▶ **Task brief**:
The reply should contain the full listing exactly as written and no pictures at all.
========================================
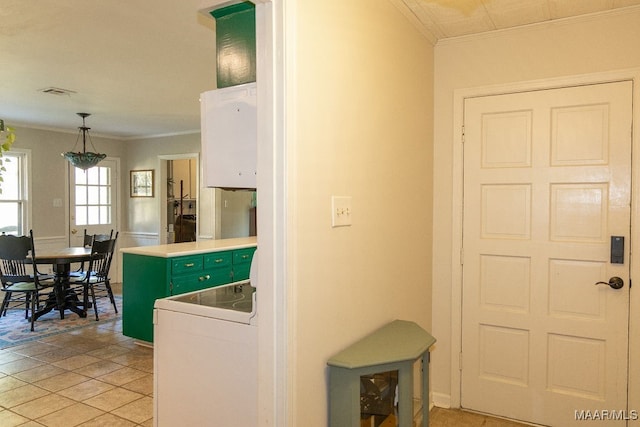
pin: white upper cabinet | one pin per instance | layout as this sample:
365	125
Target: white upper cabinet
229	136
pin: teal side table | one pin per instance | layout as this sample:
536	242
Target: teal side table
394	347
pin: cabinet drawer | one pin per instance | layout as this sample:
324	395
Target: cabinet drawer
217	259
241	272
186	264
202	280
243	256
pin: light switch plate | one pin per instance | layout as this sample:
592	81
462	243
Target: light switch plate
341	211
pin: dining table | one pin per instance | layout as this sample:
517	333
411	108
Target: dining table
63	297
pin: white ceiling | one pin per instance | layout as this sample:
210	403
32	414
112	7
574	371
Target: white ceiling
139	66
451	18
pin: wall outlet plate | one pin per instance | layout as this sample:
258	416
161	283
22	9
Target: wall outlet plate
341	211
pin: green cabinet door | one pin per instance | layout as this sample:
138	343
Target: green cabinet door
147	278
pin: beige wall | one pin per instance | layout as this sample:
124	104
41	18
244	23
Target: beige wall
547	51
361	84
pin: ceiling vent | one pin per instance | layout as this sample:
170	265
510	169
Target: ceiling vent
57	91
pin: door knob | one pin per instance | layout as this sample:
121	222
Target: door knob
615	283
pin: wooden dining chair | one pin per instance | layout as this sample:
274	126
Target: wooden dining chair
21	281
97	283
87	242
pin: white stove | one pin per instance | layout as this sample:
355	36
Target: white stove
235	302
206	357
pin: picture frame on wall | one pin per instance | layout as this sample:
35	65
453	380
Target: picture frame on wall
141	183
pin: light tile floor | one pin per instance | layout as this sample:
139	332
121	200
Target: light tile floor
439	417
90	377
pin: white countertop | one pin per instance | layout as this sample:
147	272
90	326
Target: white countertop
192	248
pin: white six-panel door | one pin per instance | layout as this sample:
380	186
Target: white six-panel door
547	182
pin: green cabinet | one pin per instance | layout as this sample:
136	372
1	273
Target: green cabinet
147	278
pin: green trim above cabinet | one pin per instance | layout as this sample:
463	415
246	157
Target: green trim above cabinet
235	44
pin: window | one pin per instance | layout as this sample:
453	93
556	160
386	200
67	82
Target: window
13	198
93	196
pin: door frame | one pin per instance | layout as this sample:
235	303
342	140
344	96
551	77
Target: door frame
161	190
632	75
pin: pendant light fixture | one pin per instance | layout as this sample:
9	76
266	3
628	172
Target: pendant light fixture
85	159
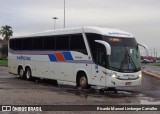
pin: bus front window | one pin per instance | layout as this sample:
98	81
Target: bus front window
125	56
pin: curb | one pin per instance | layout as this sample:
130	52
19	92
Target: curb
151	74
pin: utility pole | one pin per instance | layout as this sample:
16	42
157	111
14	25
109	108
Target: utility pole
64	13
55	21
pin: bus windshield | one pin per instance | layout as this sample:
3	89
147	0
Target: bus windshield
125	55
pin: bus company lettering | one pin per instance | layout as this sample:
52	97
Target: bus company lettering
118	33
23	58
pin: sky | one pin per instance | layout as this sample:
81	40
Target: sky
139	17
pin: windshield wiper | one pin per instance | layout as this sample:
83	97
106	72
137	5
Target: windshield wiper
128	60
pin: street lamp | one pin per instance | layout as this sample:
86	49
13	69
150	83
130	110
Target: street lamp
64	13
55	21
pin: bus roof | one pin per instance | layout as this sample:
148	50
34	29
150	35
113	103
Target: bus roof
85	29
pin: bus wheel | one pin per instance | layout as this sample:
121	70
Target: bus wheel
28	74
21	72
83	81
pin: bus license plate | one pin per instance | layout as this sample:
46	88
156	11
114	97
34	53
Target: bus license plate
128	83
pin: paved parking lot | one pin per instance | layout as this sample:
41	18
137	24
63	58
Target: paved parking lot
15	91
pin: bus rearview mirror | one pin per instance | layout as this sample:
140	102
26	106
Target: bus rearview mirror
107	46
145	47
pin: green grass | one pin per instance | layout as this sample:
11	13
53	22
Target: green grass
4	62
156	64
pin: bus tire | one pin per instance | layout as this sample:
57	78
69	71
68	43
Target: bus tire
20	72
83	81
28	73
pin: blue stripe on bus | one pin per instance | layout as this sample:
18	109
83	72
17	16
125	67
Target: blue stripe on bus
52	57
67	56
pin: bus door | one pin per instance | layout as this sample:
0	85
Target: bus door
99	68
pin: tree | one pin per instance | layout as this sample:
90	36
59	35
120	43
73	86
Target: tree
6	32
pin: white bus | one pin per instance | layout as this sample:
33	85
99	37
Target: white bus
87	56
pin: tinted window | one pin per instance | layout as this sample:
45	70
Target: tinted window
49	43
38	43
91	40
27	44
62	43
77	43
12	43
18	44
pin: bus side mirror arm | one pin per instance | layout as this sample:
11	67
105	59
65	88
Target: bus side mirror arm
107	46
145	47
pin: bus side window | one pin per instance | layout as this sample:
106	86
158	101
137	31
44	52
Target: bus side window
100	53
77	44
62	42
18	45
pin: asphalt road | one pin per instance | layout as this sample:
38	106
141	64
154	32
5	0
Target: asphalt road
15	91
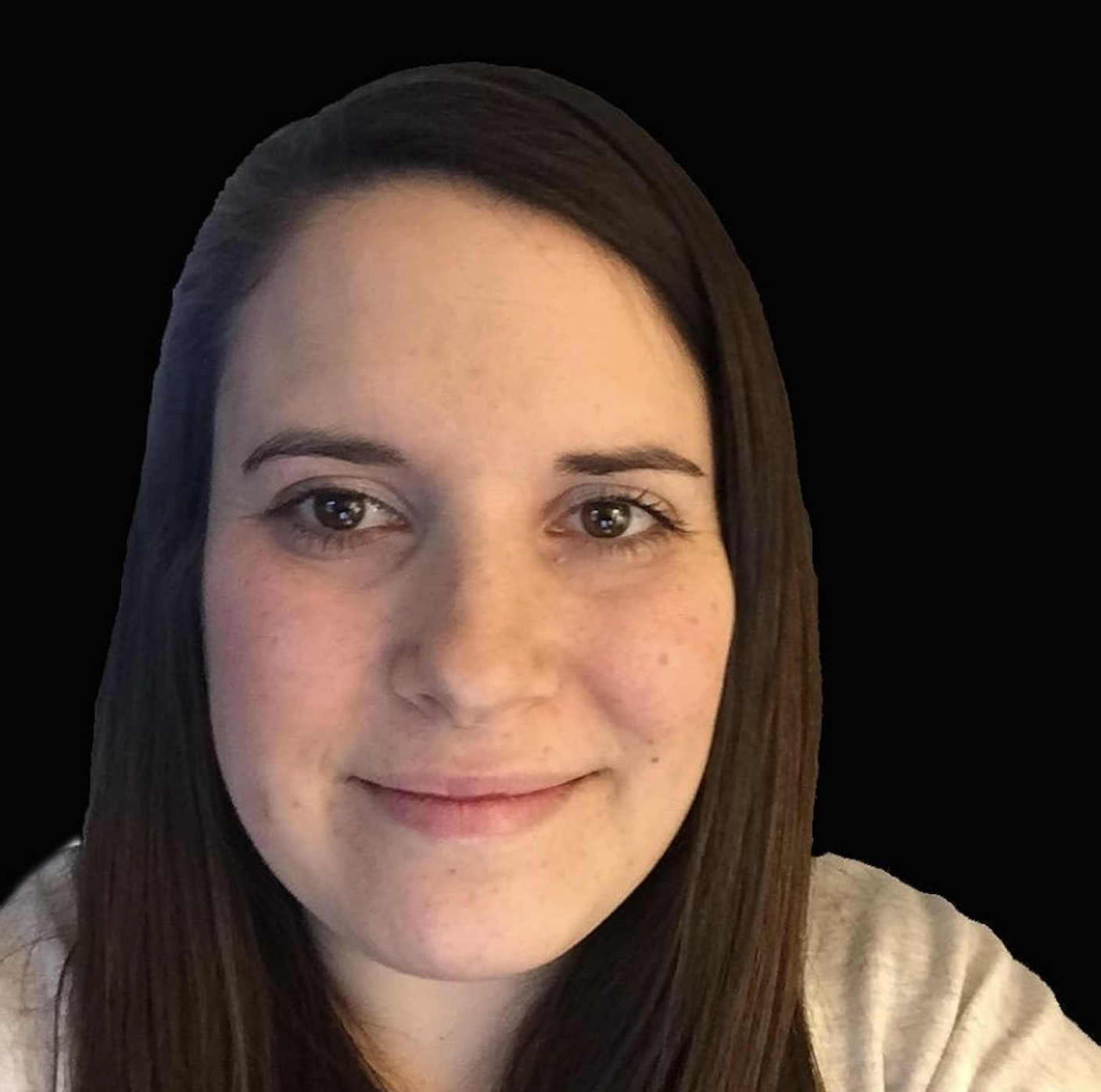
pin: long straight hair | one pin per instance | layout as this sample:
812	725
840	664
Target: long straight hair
193	968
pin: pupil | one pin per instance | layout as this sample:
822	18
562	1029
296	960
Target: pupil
609	525
346	512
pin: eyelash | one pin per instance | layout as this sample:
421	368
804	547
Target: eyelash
342	541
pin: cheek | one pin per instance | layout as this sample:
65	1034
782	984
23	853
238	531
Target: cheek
281	680
660	668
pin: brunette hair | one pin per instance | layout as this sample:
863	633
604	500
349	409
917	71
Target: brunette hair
193	968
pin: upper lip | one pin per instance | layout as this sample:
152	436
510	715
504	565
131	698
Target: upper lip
464	788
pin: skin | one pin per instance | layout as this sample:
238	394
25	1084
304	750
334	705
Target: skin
483	630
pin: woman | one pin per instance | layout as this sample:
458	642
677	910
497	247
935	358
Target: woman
461	720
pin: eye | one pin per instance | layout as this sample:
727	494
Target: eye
326	520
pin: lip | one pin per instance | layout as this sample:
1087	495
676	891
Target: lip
458	787
470	816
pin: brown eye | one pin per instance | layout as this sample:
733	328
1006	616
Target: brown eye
338	512
604	518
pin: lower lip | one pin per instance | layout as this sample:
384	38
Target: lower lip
448	817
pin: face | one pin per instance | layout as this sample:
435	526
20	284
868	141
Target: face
474	611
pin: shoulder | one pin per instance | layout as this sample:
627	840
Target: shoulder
906	993
37	932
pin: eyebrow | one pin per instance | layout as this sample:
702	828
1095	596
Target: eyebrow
367	452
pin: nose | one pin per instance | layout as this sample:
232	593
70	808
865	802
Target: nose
479	647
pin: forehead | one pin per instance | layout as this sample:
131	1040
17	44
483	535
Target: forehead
432	304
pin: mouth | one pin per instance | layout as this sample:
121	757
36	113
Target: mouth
472	814
448	787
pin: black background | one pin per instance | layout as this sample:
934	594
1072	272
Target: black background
888	210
========================================
▶ **Response area**:
pin: white upper cabinet | one pin per instance | layout as this sample:
365	125
Target: white upper cabinet
229	136
pin: teal side table | one pin per instance | layout as this sample:
536	242
Target: teal side table
394	347
pin: cabinet drawer | one pin per instance | layout as this sample:
324	395
Target: cabinet drawer
217	259
241	272
186	264
202	280
243	256
pin: light switch plate | one pin per instance | layout as this sample:
592	81
462	243
Target: light switch plate
341	211
pin: dining table | one pin per instance | layout as this sample:
517	333
411	108
Target: dining table
63	297
pin: white ceiling | one pin per instance | layout as this sample:
210	403
32	414
112	7
574	371
Target: white ceiling
139	66
451	18
pin: wall outlet plate | one pin per instance | layout as this sample:
258	416
161	283
22	9
Target: wall outlet plate
341	211
pin: green cabinet door | one pin per instance | layout as this sample:
138	343
Target: green cabinet door
147	278
pin: beige wall | one pin per instance | layout as this sample:
124	104
41	18
244	23
Target: beige wall
547	51
361	84
pin: ceiling vent | one pin per instance | layout as this sample:
170	265
510	169
Target: ceiling vent
57	91
pin: door knob | one pin per instance | layout as this sample:
121	222
Target: door knob
615	283
pin: wooden dining chair | one pin per instance | layout as this sample:
274	126
Target: wooden dining chair
21	281
97	283
87	242
pin: white stove | one pin per instance | layout as this sample:
355	36
Target: white stove
235	302
206	357
pin: picture frame on wall | one pin per instance | layout as this sample:
35	65
453	380
Target: picture frame on wall
141	183
pin: light tile floor | one pin per instance | layout as this sample:
139	332
121	200
Target: light tile floor
439	417
90	377
pin: white countertop | one pin per instance | layout as this sample:
147	272
90	326
Target: white countertop
192	248
pin: white six-panel door | one pin per instance | layout as this sample:
380	186
Target: white six-panel door
547	182
pin: green cabinet | one pin per instance | layout as this sample:
136	372
1	273
Target: green cabinet
147	278
pin: green trim above cabinet | one pin per instance | layout as this sample:
463	415
246	157
Target: green trim above cabinet
235	44
pin: window | one pin per instance | layout as this sample:
453	93
556	160
386	200
67	82
Target: window
13	198
93	196
pin: door frame | one pin per instance | layout as this sample:
235	303
342	140
344	96
551	77
Target: door frame
161	190
632	75
pin: pendant light fixture | one pin per instance | layout as this sample:
9	76
266	3
628	172
Target: pendant light fixture
85	159
pin: bus front window | one pin per instance | layout as this sample:
98	81
Target: bus front window
125	56
pin: curb | one pin per instance | layout as this sample:
130	52
19	92
Target: curb
151	74
pin: utility pole | one pin per instance | layout as this sample:
16	42
157	111
14	25
109	108
Target: utility pole
64	13
55	21
pin: bus windshield | one pin per instance | layout as this sample:
3	89
147	0
Target: bus windshield
125	55
pin: bus company lettering | one pin per instance | layout as this sample:
52	97
Target: bus company lettering
118	33
23	58
pin: sky | one pin per instance | layout as this sample:
81	40
Target: sky
139	17
pin: windshield wiper | one pin per instance | layout as this sample:
83	97
106	72
137	5
Target: windshield wiper
128	60
pin: street lamp | one pin per instance | layout as this sample:
86	49
13	69
150	83
130	110
Target: street lamp
64	13
55	21
pin: bus roof | one pin per instance | layout as this sample:
148	50
34	29
150	35
113	103
Target: bus roof
85	29
pin: bus wheel | one pin per instance | layout as this sample:
121	70
Target: bus wheel
28	74
21	72
83	81
pin: bus license plate | one pin per instance | layout as this sample:
46	88
156	11
114	97
34	53
Target: bus license plate
128	83
pin: paved parking lot | one pin per instance | layout as this sample:
41	18
137	24
63	58
Target: paved parking lot
15	91
pin: bus rearview mirror | one pin per instance | layout as this sample:
140	102
26	106
Target: bus rearview mirror
107	46
145	47
pin: green grass | one pin per instance | layout as this sample:
11	13
53	22
Target: green grass
4	62
156	64
pin: bus tire | one pin per instance | layout as this sample:
57	78
69	71
68	43
Target: bus tire
20	72
83	81
28	73
pin: blue stripe on bus | one pin per instance | layout as this sample:
18	109
83	72
17	16
125	67
Target: blue stripe on bus
52	57
67	56
pin: bus door | one pin per instance | layout as this sample:
0	85
Target: bus door
99	68
pin: tree | one pin per instance | layout as this sample:
90	36
59	35
120	43
73	86
Target: tree
6	32
pin: white bus | one pin per instance | layout as this sample:
33	85
99	37
Target: white bus
87	56
pin: tinted window | one pin per instance | layout as this sample:
45	70
Target: tinted window
49	43
38	43
91	40
27	44
62	43
77	43
12	43
18	44
pin: bus side mirror arm | one pin per instance | layout as this sample:
11	67
105	59
65	88
Target: bus side mirror arm
107	46
145	47
pin: bus side window | one pin per instance | layout as this sample:
106	86
158	101
137	31
44	52
Target: bus side window
100	53
77	44
62	42
18	45
pin: asphalt road | one pin per instance | layout as this sample:
38	106
141	64
154	32
5	0
Target: asphalt road
15	91
pin: long straight hair | one pin per instance | layout as this sample:
812	725
840	664
Target: long straight hair
193	968
pin: pupil | one pin per instance | layout as this sample:
822	18
562	1029
296	960
Target: pupil
609	525
346	512
pin: eyelash | one pin per instance | layout as this sample:
421	368
804	547
Target: eyelash
342	541
pin: cheek | one pin per instance | layout as this sample:
65	1034
782	984
23	853
238	531
Target: cheek
281	680
660	668
pin: brunette hair | one pin per instance | layout as this sample:
863	633
604	500
349	409
917	71
Target: brunette hair
193	968
pin: upper lip | one pin per instance | layout as this sample:
152	436
510	715
504	565
131	698
Target: upper lip
464	788
pin: skin | one pin per instance | layout as this sample:
238	394
25	1084
304	750
334	705
Target: skin
483	630
pin: woman | one pin per instance | layout as this sample:
458	642
677	910
497	247
935	358
Target: woman
461	720
pin: eye | one pin per instance | layout as this sample:
727	494
Target: eye
326	520
pin: lip | one pin per instance | layout as this sample:
1087	495
676	891
Target: lip
458	787
470	816
pin: brown eye | one pin per instance | layout as this sample:
733	328
1006	616
Target: brown eye
338	512
604	518
pin: lower lip | one pin per instance | layout as this sample:
384	38
Target: lower lip
448	817
pin: face | one pin per instance | layout as this sample:
435	526
20	284
868	141
Target: face
474	611
pin: shoulder | one pin per instance | layout as this sample:
627	840
Target: shoulder
906	993
37	932
pin: eyebrow | one pin per instance | layout as this sample:
702	828
1095	596
Target: eyebrow
367	452
pin: nose | one pin per instance | layout as this sample:
232	593
70	808
865	802
Target: nose
479	647
pin: forehead | one pin per instance | layout as this sample:
131	1040
17	44
483	535
Target: forehead
432	304
pin: mouth | one pin per instance | layout as this sample:
121	757
36	113
Target: mouth
472	814
448	787
pin: black background | one pin per instance | layout as this sample:
934	594
1072	272
Target: black background
888	210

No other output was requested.